**REQUIRED TASK:** Print all entries precisely as they are written.

**Excerpts of location labeling data:**

########

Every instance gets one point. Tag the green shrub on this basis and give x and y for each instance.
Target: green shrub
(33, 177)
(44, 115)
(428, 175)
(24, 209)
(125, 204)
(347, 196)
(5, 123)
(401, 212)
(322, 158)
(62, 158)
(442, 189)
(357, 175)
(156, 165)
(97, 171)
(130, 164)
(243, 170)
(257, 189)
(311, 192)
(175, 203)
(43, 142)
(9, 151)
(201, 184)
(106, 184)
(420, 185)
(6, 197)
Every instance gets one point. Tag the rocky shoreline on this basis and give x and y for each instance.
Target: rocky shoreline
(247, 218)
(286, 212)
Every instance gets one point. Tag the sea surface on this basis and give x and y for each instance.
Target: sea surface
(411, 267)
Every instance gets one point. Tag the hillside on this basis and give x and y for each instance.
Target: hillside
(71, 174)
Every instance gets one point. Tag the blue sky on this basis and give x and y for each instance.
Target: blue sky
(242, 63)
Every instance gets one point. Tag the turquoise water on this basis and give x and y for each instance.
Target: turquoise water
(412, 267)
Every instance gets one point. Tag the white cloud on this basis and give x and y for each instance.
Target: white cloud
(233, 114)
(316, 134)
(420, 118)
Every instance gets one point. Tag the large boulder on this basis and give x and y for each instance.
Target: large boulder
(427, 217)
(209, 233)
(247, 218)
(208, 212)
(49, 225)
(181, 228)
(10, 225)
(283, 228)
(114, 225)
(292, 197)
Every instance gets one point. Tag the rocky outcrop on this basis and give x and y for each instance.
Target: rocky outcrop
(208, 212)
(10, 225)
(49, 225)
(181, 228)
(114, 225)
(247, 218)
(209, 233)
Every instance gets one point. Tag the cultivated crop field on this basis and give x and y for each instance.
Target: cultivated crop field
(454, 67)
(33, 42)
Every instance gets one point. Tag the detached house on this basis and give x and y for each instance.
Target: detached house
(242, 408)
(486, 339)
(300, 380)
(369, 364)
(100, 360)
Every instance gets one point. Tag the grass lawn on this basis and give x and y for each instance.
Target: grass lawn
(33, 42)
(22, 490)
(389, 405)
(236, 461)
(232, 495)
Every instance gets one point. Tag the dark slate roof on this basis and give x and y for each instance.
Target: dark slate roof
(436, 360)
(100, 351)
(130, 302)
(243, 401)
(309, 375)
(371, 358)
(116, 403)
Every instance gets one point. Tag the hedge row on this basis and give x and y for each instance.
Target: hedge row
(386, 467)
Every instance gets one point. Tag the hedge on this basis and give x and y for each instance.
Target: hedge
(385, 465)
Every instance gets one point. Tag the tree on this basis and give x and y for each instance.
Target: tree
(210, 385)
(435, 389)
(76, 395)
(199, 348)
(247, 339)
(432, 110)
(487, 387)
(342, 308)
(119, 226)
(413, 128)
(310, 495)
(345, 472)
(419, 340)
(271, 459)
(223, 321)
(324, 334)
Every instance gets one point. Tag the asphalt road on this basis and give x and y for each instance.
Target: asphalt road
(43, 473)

########

**RIGHT ANSWER:**
Every instance gets one point. Tag the green shrub on this basis and give x and y for each instance.
Target: green shrub
(33, 177)
(44, 115)
(428, 175)
(24, 209)
(125, 204)
(347, 196)
(5, 123)
(401, 212)
(322, 158)
(62, 158)
(442, 189)
(357, 175)
(156, 165)
(97, 171)
(130, 164)
(243, 170)
(257, 189)
(311, 192)
(175, 203)
(43, 142)
(9, 151)
(201, 184)
(106, 184)
(420, 185)
(6, 197)
Every instance gets one point. Tag the rocky shoreline on this basis and give x and y for each instance.
Target: rocky shoreline
(247, 218)
(286, 212)
Every instance gets one point. Tag the sea surface on this basis and give x and y for each instance.
Target: sea surface
(411, 267)
Every instance gets one point. Tag the hillside on this basis and give x and y for each instance.
Target: hillside
(71, 174)
Every instance gets one point. Tag the blue sky on this basis and give x and y for each instance.
Target: blue sky
(242, 63)
Every instance gets one point. Tag the turquoise water on this basis and give x and y for each instance.
Target: turquoise water
(412, 267)
Every instance gets one point. Tag the white cloud on this basis and give x and y for each instance.
Target: white cloud
(233, 114)
(316, 134)
(420, 118)
Every instance gets one point. Tag the large boulder on this basis and give x and y for each instance.
Target: large boulder
(427, 217)
(209, 233)
(247, 218)
(208, 212)
(49, 225)
(181, 228)
(10, 225)
(283, 228)
(114, 225)
(292, 197)
Every instance gets one point. Tag the rocky outcrop on this basis and give x and y for each instance.
Target: rocky outcrop
(208, 212)
(10, 225)
(49, 225)
(181, 228)
(114, 225)
(247, 218)
(209, 233)
Every instance gets one point. Tag the cultivated crop field on this basis and give x and y for each instance.
Target: cultivated crop field
(454, 67)
(33, 42)
Every instance gets one point. Tag the detached house on this basis and give x and y for each instance.
Target: detached house
(242, 408)
(486, 339)
(300, 380)
(369, 364)
(100, 360)
Every instance gets one point. Tag the grass lawn on this basis and give x and y for each instance.
Target: grass lawn
(33, 42)
(22, 490)
(389, 405)
(236, 461)
(232, 495)
Every instance gets one point. Tag the dark slate roof on this basis and give x and y for each instance.
Target: dark slate roof
(436, 360)
(100, 351)
(130, 302)
(243, 401)
(309, 375)
(371, 358)
(116, 403)
Every instance gets one point. Tag the hedge row on this basis and give x and y for each instance.
Target: hedge row
(386, 467)
Every instance gets one point. Tag the hedge on this basis and give x and y for each instance.
Target: hedge
(385, 465)
Every instance gets one point. Tag the tree on this basis and give x and y for each instance.
Target: tree
(210, 385)
(435, 389)
(76, 395)
(199, 348)
(247, 339)
(432, 110)
(487, 387)
(342, 308)
(119, 226)
(413, 128)
(310, 495)
(345, 472)
(419, 340)
(271, 459)
(223, 321)
(324, 334)
Every instance gets one point. Tag the asphalt road on this basis and give x and y for each instance.
Target: asphalt road
(43, 473)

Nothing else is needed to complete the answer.